GIVEN PROBLEM
Both ends included, set down the lines from the line containing "of the alpine" through the last line of the records below, without pictures.

SUPPLIED RECORDS

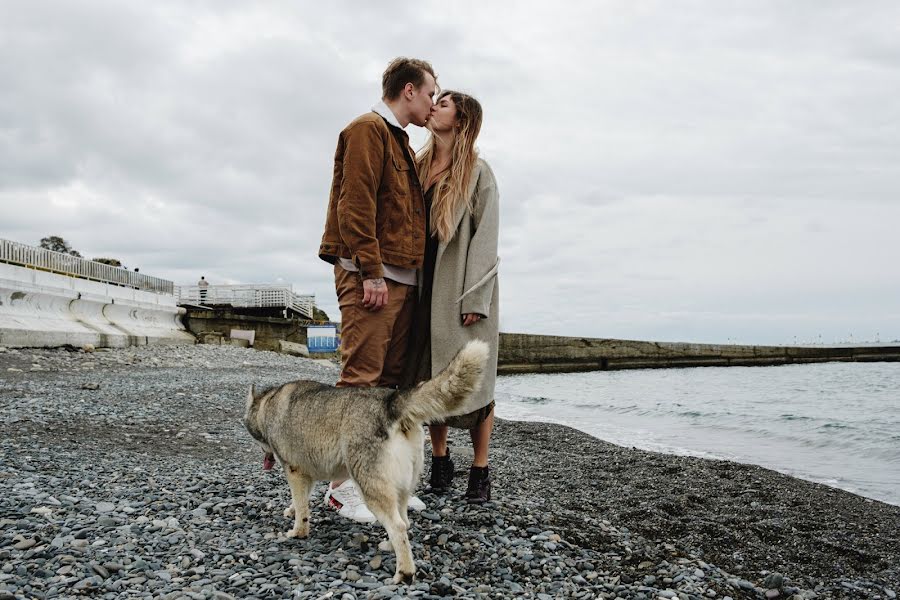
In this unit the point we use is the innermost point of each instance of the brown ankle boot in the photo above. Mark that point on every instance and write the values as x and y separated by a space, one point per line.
479 490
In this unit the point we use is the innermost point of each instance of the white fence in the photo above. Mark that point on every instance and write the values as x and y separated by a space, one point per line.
247 296
66 264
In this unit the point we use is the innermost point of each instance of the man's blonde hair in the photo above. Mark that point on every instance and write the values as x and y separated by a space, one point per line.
401 71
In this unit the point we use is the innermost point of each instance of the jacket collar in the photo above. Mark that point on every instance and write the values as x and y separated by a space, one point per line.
384 111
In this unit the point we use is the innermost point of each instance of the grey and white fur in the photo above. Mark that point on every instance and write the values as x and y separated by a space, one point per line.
371 435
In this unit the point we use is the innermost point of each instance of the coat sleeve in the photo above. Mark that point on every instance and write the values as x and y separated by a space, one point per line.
481 259
357 205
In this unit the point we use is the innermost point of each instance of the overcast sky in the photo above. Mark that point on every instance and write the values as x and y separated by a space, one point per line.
675 171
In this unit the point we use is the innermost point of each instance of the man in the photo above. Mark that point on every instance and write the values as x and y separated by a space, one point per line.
375 237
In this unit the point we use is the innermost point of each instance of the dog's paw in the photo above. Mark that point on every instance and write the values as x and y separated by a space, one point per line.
404 578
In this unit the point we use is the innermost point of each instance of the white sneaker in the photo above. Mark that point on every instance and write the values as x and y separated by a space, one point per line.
415 504
346 500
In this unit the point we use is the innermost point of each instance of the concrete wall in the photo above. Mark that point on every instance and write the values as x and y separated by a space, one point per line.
269 330
38 308
526 353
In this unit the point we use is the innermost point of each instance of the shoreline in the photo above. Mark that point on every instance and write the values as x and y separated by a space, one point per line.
705 455
130 475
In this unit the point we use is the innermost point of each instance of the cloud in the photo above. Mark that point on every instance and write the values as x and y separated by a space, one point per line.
716 172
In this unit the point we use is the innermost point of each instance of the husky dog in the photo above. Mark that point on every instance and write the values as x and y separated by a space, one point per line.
372 435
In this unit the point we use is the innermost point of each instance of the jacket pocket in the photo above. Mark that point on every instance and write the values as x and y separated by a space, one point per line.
400 162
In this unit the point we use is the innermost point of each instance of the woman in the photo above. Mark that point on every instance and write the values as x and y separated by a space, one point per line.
458 283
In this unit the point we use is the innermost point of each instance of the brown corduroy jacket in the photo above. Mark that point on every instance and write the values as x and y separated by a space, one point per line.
376 214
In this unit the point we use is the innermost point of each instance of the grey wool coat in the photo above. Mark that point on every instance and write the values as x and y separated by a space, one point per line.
465 281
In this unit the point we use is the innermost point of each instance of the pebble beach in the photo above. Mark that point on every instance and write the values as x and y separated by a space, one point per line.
127 473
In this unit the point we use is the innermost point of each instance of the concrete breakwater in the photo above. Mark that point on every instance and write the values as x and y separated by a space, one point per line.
46 309
528 353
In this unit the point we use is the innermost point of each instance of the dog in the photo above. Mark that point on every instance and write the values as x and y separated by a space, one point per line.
372 435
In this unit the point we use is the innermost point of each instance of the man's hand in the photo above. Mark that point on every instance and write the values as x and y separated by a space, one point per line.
374 294
470 318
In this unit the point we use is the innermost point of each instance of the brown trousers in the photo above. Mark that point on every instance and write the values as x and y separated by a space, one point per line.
373 344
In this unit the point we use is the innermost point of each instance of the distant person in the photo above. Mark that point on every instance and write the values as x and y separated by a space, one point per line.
459 295
375 238
202 284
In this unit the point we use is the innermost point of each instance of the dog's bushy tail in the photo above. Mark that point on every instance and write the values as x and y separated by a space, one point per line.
446 393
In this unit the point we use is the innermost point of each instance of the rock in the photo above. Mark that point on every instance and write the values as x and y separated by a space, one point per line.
773 581
293 348
25 544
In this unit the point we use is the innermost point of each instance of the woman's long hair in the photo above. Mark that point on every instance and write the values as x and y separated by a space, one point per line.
450 190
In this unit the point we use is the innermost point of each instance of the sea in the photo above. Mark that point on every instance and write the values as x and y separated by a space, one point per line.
832 423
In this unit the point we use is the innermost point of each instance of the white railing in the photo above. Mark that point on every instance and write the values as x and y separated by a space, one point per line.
66 264
247 296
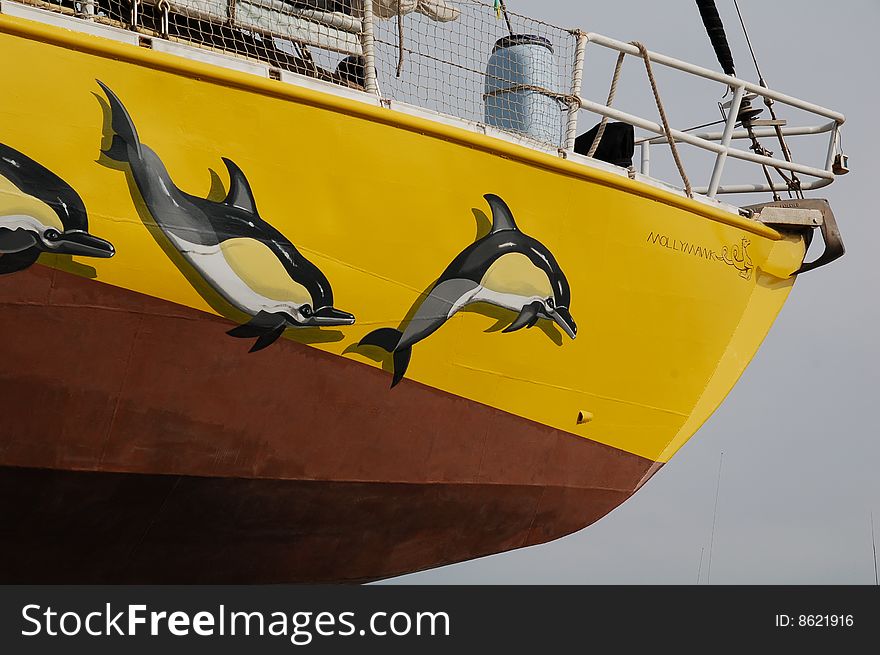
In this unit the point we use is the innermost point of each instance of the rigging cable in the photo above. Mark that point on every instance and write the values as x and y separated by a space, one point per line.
714 516
793 183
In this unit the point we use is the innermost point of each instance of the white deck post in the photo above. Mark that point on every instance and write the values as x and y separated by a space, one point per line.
367 46
832 147
577 76
733 114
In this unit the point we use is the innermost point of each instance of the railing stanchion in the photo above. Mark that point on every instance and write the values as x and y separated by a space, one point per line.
733 114
577 76
832 146
367 46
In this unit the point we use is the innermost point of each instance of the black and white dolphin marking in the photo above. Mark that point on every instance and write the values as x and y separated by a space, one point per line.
244 258
40 212
506 268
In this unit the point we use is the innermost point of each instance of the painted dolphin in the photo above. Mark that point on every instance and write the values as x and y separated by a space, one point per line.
40 212
246 260
506 268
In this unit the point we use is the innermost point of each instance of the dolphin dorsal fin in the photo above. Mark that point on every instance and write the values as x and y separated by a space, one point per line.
240 194
502 218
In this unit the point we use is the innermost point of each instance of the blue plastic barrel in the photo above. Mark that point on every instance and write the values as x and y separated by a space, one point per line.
519 76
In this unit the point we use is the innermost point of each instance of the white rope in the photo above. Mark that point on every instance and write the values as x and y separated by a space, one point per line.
667 130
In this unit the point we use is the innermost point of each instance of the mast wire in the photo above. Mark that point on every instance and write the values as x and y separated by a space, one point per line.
714 517
749 42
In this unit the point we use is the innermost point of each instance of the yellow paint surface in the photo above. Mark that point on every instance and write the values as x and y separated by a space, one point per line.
381 203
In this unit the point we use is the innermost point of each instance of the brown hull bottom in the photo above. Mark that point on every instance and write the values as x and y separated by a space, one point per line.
140 443
77 527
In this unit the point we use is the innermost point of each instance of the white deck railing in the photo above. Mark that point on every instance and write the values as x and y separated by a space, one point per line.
720 142
451 59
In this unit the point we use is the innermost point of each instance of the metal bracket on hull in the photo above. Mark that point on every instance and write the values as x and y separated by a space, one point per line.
800 216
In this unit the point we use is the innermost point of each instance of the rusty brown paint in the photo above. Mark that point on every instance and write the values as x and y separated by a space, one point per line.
142 444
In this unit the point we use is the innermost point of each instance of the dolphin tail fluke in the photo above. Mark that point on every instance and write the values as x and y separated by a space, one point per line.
384 338
266 327
401 363
17 261
125 138
388 339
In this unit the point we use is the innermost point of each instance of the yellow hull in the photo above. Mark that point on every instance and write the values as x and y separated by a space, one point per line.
672 297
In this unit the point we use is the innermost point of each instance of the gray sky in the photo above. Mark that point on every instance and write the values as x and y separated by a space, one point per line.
799 432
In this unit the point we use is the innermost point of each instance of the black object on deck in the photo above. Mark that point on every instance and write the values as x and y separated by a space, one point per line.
616 147
715 29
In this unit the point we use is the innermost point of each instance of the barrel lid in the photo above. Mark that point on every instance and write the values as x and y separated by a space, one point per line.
522 39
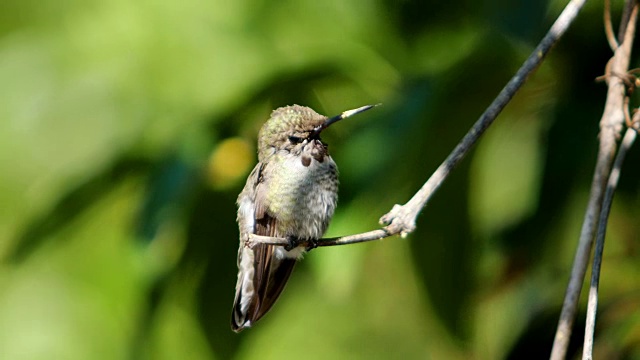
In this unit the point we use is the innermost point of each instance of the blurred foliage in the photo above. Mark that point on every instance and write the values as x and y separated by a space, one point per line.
128 129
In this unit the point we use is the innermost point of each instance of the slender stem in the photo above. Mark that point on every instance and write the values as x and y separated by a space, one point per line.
402 218
627 142
610 128
608 27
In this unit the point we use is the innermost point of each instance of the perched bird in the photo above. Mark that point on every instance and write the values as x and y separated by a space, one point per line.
291 193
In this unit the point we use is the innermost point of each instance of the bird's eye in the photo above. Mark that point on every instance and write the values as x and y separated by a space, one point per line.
295 139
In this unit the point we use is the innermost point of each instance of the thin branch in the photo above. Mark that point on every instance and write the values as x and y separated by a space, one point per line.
608 27
627 142
402 218
610 128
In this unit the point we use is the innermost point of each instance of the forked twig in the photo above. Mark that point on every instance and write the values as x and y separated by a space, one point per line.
610 127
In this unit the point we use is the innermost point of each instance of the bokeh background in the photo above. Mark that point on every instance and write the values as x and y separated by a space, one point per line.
127 130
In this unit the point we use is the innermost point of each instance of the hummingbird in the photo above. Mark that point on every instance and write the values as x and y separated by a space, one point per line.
291 193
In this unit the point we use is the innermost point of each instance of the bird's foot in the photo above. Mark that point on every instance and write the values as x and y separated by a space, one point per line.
311 244
292 243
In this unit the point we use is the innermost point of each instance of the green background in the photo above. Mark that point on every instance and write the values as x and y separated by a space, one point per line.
127 129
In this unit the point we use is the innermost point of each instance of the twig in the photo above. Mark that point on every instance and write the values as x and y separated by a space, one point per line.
627 142
608 27
610 128
402 218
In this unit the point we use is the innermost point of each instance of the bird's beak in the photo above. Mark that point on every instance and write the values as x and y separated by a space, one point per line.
343 115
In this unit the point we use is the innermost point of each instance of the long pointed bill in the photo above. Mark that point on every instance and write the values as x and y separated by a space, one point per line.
344 115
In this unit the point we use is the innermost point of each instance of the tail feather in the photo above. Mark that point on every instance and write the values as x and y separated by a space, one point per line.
261 278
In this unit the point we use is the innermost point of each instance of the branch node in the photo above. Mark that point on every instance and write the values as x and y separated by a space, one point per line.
399 221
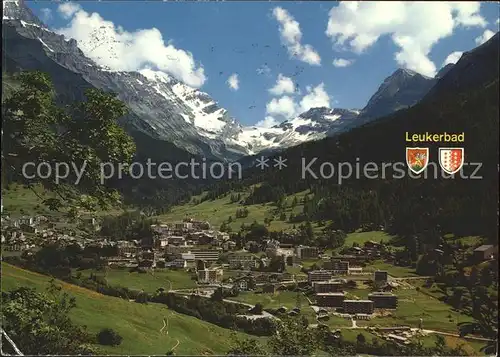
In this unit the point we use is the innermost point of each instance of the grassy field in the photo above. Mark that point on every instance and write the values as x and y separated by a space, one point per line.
280 298
413 306
217 211
138 324
361 237
393 270
149 282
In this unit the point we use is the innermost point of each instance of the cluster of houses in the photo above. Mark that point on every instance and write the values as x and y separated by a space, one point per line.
29 233
329 293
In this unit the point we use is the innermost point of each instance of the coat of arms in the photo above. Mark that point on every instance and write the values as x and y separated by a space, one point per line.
451 160
417 159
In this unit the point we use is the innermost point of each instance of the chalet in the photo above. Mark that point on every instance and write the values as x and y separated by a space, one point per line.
372 245
189 258
304 252
352 259
485 252
327 286
202 225
161 243
176 240
206 255
358 306
242 261
269 289
147 264
29 229
210 276
162 229
29 221
183 226
383 300
380 276
178 249
330 299
202 238
319 275
261 278
337 266
178 263
228 245
126 248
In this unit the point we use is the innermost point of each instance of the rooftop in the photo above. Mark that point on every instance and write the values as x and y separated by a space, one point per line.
483 248
359 301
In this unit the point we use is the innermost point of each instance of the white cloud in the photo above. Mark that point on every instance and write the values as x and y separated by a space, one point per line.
452 58
263 70
316 97
284 85
342 62
46 14
111 46
415 27
287 108
291 36
284 106
68 9
487 34
233 82
268 122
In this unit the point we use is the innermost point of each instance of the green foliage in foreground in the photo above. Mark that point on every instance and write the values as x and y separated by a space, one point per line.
39 323
140 325
294 338
82 136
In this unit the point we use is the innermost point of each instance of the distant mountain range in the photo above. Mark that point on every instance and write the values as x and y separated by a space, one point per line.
169 111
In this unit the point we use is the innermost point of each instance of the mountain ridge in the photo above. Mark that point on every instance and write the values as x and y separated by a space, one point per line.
168 110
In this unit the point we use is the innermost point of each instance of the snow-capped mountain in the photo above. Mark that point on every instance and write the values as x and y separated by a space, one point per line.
402 89
168 110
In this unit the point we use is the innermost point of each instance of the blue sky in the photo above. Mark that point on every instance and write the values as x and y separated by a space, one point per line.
252 41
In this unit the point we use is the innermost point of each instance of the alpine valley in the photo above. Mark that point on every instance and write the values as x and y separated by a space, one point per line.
164 111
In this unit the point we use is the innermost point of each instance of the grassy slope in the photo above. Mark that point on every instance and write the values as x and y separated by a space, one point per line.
217 211
138 324
167 279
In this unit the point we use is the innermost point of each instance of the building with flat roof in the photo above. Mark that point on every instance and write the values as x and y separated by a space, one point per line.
206 255
327 286
304 252
383 300
242 261
330 299
358 306
484 252
210 276
338 266
381 276
319 275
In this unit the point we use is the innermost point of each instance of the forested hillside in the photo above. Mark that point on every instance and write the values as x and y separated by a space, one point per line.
406 206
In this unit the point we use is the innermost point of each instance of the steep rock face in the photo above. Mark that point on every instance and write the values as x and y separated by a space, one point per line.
403 89
167 110
160 106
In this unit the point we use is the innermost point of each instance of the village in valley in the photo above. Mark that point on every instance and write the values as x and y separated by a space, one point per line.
357 288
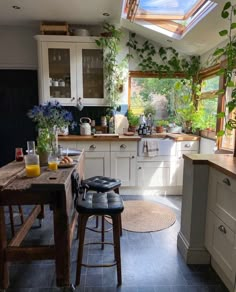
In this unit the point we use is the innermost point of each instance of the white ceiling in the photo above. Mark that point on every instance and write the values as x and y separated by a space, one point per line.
203 37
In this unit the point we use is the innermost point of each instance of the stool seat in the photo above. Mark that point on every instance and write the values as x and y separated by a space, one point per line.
100 204
110 204
102 183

THE OUTPUT
In this unit the point we use is the innermost point of each instance of the alpine valley in the photo above. Mark that point on every instance and write the values as x and y separated by a space, one point per line.
164 111
In this unit the point we use is the innermost point of each instance of the grassy slope in the photo above. Mark that point on every instance and write the values as x and y separated by a space, one point per line.
217 211
138 324
167 279
In this unit the point we use is the innermost point of each instance of the building with flat roof in the photo above. Mark that point on every instance and write the values as x and y separated by a space, one point per line.
206 255
327 286
304 252
383 300
242 261
330 299
358 306
484 252
210 276
338 266
381 276
319 275
In this unit the point we use is the innermost point of each instance of the forested hillside in the photo above. Mark that point on every instance and write the values as x and y separated by a space, one point per line.
406 206
In this unit the point we use is the innermost point of each instance of the steep rock face in the photo above. Mark that point on every instance and write the values as x and y separated by a space, one point per line.
403 89
167 110
160 106
In this unit the point we use is the innermost point of each instance of the village in valley in the photo above. Mark that point on every instance and write the values as x and y separated by a space, one point per line.
357 288
In this unit the point we use is the innermost point of each instance of the white ceiling in the photo above. Mark that point on every instance and write the values as x and y separated by a space, one point per line.
203 37
In this unit the point we use is the innermost point of each instance of the stool seat in the photo above. Mark that point on every instance and write the values as x and y separated by a space, one point per line.
100 204
110 204
102 183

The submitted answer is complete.